** What you are asked to do **
Return exactly the lines of the records below, starting at the line that contains "Target phrase = wooden floor" and ending at the line that contains "Target phrase = uniformed fire chief", with both of those lines kept.

** Information supplied **

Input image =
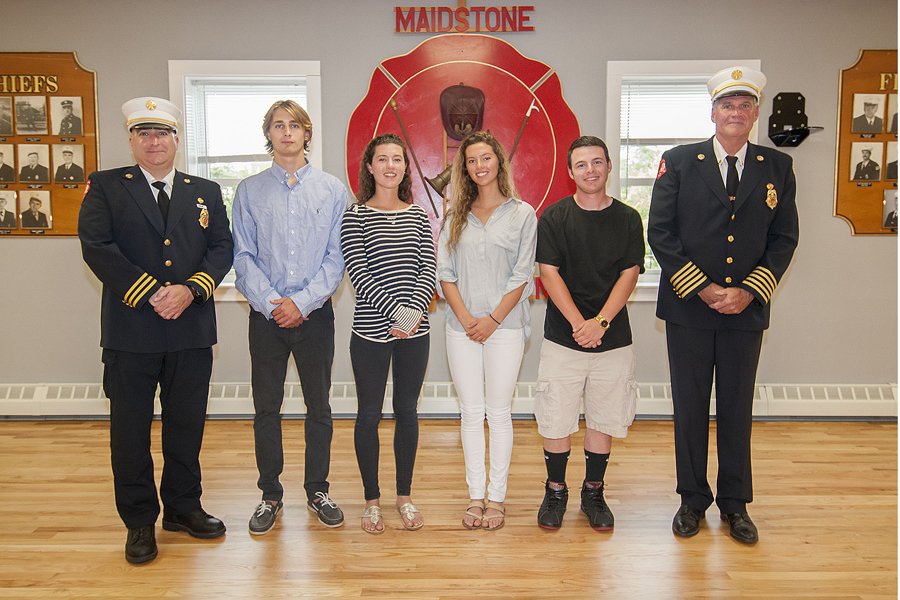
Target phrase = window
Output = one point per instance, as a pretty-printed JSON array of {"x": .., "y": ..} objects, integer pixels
[
  {"x": 223, "y": 103},
  {"x": 653, "y": 106}
]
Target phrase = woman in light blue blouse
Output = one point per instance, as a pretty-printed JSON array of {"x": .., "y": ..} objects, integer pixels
[
  {"x": 485, "y": 268},
  {"x": 389, "y": 253}
]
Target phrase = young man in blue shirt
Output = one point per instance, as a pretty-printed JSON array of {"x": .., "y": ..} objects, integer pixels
[{"x": 288, "y": 260}]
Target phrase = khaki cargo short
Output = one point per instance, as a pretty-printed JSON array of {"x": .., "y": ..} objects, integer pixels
[{"x": 604, "y": 379}]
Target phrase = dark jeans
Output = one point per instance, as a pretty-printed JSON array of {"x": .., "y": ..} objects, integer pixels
[
  {"x": 312, "y": 344},
  {"x": 129, "y": 381},
  {"x": 371, "y": 361},
  {"x": 694, "y": 355}
]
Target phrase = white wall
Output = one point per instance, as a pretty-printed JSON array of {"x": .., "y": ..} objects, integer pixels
[{"x": 834, "y": 316}]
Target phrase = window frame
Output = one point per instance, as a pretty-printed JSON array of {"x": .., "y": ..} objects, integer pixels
[{"x": 648, "y": 283}]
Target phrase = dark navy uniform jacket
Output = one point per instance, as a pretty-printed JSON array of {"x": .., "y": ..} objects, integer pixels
[
  {"x": 699, "y": 235},
  {"x": 126, "y": 245}
]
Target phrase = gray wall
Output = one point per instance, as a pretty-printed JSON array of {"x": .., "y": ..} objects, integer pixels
[{"x": 834, "y": 316}]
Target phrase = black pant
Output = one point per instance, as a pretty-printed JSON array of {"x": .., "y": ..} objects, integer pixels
[
  {"x": 371, "y": 361},
  {"x": 129, "y": 381},
  {"x": 694, "y": 354},
  {"x": 312, "y": 344}
]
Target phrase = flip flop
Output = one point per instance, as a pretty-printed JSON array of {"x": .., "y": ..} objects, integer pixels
[
  {"x": 501, "y": 516},
  {"x": 373, "y": 513},
  {"x": 408, "y": 511},
  {"x": 474, "y": 504}
]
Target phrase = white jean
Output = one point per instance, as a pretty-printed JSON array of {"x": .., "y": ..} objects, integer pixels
[{"x": 485, "y": 377}]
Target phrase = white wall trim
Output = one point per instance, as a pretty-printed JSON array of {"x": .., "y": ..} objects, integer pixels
[{"x": 439, "y": 400}]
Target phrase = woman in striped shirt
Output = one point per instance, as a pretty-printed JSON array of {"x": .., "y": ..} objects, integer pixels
[
  {"x": 486, "y": 270},
  {"x": 389, "y": 253}
]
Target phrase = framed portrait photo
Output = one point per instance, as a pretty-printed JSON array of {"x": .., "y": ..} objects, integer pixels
[
  {"x": 8, "y": 210},
  {"x": 68, "y": 163},
  {"x": 7, "y": 164},
  {"x": 892, "y": 113},
  {"x": 890, "y": 171},
  {"x": 33, "y": 161},
  {"x": 65, "y": 116},
  {"x": 889, "y": 213},
  {"x": 5, "y": 115},
  {"x": 31, "y": 115},
  {"x": 866, "y": 161},
  {"x": 35, "y": 211}
]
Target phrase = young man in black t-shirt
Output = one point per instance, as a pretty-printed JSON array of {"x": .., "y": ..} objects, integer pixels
[{"x": 590, "y": 251}]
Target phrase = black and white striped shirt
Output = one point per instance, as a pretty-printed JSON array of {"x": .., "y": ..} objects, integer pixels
[{"x": 391, "y": 263}]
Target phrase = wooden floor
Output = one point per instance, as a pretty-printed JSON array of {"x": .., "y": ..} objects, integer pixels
[{"x": 826, "y": 508}]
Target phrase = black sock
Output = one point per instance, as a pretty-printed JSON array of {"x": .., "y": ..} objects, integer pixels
[
  {"x": 595, "y": 466},
  {"x": 556, "y": 465}
]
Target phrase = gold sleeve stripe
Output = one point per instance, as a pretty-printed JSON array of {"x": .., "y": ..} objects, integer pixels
[
  {"x": 766, "y": 297},
  {"x": 204, "y": 281},
  {"x": 137, "y": 291},
  {"x": 766, "y": 274},
  {"x": 762, "y": 280},
  {"x": 687, "y": 279},
  {"x": 690, "y": 289},
  {"x": 761, "y": 286},
  {"x": 689, "y": 265}
]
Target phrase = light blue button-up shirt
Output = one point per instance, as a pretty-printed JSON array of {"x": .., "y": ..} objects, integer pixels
[
  {"x": 489, "y": 261},
  {"x": 287, "y": 240}
]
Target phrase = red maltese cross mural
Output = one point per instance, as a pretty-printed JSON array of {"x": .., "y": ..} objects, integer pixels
[{"x": 453, "y": 84}]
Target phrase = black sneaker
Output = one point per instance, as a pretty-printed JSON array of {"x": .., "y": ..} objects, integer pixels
[
  {"x": 595, "y": 507},
  {"x": 552, "y": 509},
  {"x": 329, "y": 513},
  {"x": 263, "y": 518}
]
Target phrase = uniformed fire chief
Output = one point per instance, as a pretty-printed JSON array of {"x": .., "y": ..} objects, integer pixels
[
  {"x": 160, "y": 243},
  {"x": 723, "y": 226}
]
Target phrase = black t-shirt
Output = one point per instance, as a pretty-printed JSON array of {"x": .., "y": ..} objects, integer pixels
[{"x": 591, "y": 248}]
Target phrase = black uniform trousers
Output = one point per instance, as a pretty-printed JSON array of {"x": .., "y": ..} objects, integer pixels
[
  {"x": 130, "y": 380},
  {"x": 694, "y": 355},
  {"x": 312, "y": 344}
]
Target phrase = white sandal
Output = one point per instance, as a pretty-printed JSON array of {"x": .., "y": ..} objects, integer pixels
[
  {"x": 408, "y": 511},
  {"x": 373, "y": 513}
]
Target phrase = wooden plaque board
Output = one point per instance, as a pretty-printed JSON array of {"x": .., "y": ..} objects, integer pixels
[
  {"x": 48, "y": 108},
  {"x": 866, "y": 187}
]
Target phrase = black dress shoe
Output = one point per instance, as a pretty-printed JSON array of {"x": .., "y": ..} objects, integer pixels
[
  {"x": 742, "y": 528},
  {"x": 140, "y": 547},
  {"x": 198, "y": 523},
  {"x": 687, "y": 521}
]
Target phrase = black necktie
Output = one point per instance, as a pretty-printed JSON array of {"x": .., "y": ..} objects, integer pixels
[
  {"x": 731, "y": 179},
  {"x": 162, "y": 198}
]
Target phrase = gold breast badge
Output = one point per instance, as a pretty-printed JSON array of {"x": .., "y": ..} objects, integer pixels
[
  {"x": 771, "y": 196},
  {"x": 204, "y": 215}
]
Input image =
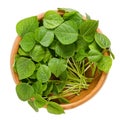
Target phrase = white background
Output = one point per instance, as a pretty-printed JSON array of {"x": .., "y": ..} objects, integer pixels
[{"x": 105, "y": 104}]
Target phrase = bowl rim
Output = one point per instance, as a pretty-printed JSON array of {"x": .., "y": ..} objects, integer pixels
[{"x": 65, "y": 106}]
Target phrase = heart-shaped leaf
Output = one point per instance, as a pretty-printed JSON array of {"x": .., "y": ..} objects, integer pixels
[
  {"x": 67, "y": 32},
  {"x": 24, "y": 91},
  {"x": 52, "y": 19},
  {"x": 27, "y": 42},
  {"x": 27, "y": 25},
  {"x": 44, "y": 36},
  {"x": 102, "y": 40},
  {"x": 43, "y": 73},
  {"x": 25, "y": 67}
]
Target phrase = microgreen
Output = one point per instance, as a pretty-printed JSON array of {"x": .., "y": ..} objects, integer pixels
[{"x": 54, "y": 56}]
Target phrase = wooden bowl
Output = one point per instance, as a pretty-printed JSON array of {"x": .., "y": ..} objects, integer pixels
[{"x": 75, "y": 101}]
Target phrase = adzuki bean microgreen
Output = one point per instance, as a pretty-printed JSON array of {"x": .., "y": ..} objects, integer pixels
[{"x": 54, "y": 56}]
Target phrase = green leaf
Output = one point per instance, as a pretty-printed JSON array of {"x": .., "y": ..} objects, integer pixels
[
  {"x": 67, "y": 33},
  {"x": 81, "y": 44},
  {"x": 77, "y": 18},
  {"x": 52, "y": 19},
  {"x": 94, "y": 55},
  {"x": 21, "y": 52},
  {"x": 57, "y": 66},
  {"x": 25, "y": 67},
  {"x": 88, "y": 29},
  {"x": 32, "y": 104},
  {"x": 24, "y": 91},
  {"x": 105, "y": 64},
  {"x": 68, "y": 15},
  {"x": 80, "y": 55},
  {"x": 65, "y": 51},
  {"x": 38, "y": 87},
  {"x": 44, "y": 36},
  {"x": 37, "y": 54},
  {"x": 27, "y": 25},
  {"x": 54, "y": 108},
  {"x": 88, "y": 17},
  {"x": 102, "y": 40},
  {"x": 27, "y": 43},
  {"x": 43, "y": 73},
  {"x": 94, "y": 46},
  {"x": 39, "y": 101},
  {"x": 47, "y": 56}
]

** Answer **
Target phrase = wooden floor
Output = one point per instance, as a pretty-printed JSON array of {"x": .., "y": ..} objects, integer pixels
[{"x": 826, "y": 508}]
Target phrase = black sock
Output = one point per instance, as a pretty-printed JSON array of {"x": .., "y": ..} objects, integer pixels
[
  {"x": 595, "y": 466},
  {"x": 556, "y": 465}
]
Target phrase = gold sleeve stripe
Output = one point per instance, as a pretty-printed JSON array of {"x": .., "y": ..} objects, integer pixels
[
  {"x": 766, "y": 297},
  {"x": 204, "y": 281},
  {"x": 137, "y": 291},
  {"x": 766, "y": 274},
  {"x": 762, "y": 280},
  {"x": 687, "y": 279},
  {"x": 690, "y": 289},
  {"x": 761, "y": 286},
  {"x": 689, "y": 265}
]
Target phrase = light blue button-up shirt
Output = one point per instance, as a pretty-printed JSON array of {"x": .., "y": ..} objects, integer pixels
[
  {"x": 489, "y": 261},
  {"x": 287, "y": 240}
]
Target phrase = red maltese cross mural
Output = one point per instance, as a pretty-printed JSON array of {"x": .., "y": ..} objects, integer pixels
[{"x": 453, "y": 84}]
Target phrase = black sneaker
Output = one point per instance, as a pretty-printed JSON array of {"x": .., "y": ..} objects, integer pixels
[
  {"x": 595, "y": 507},
  {"x": 552, "y": 509},
  {"x": 329, "y": 513},
  {"x": 263, "y": 518}
]
Target phrase = uniformed fire chief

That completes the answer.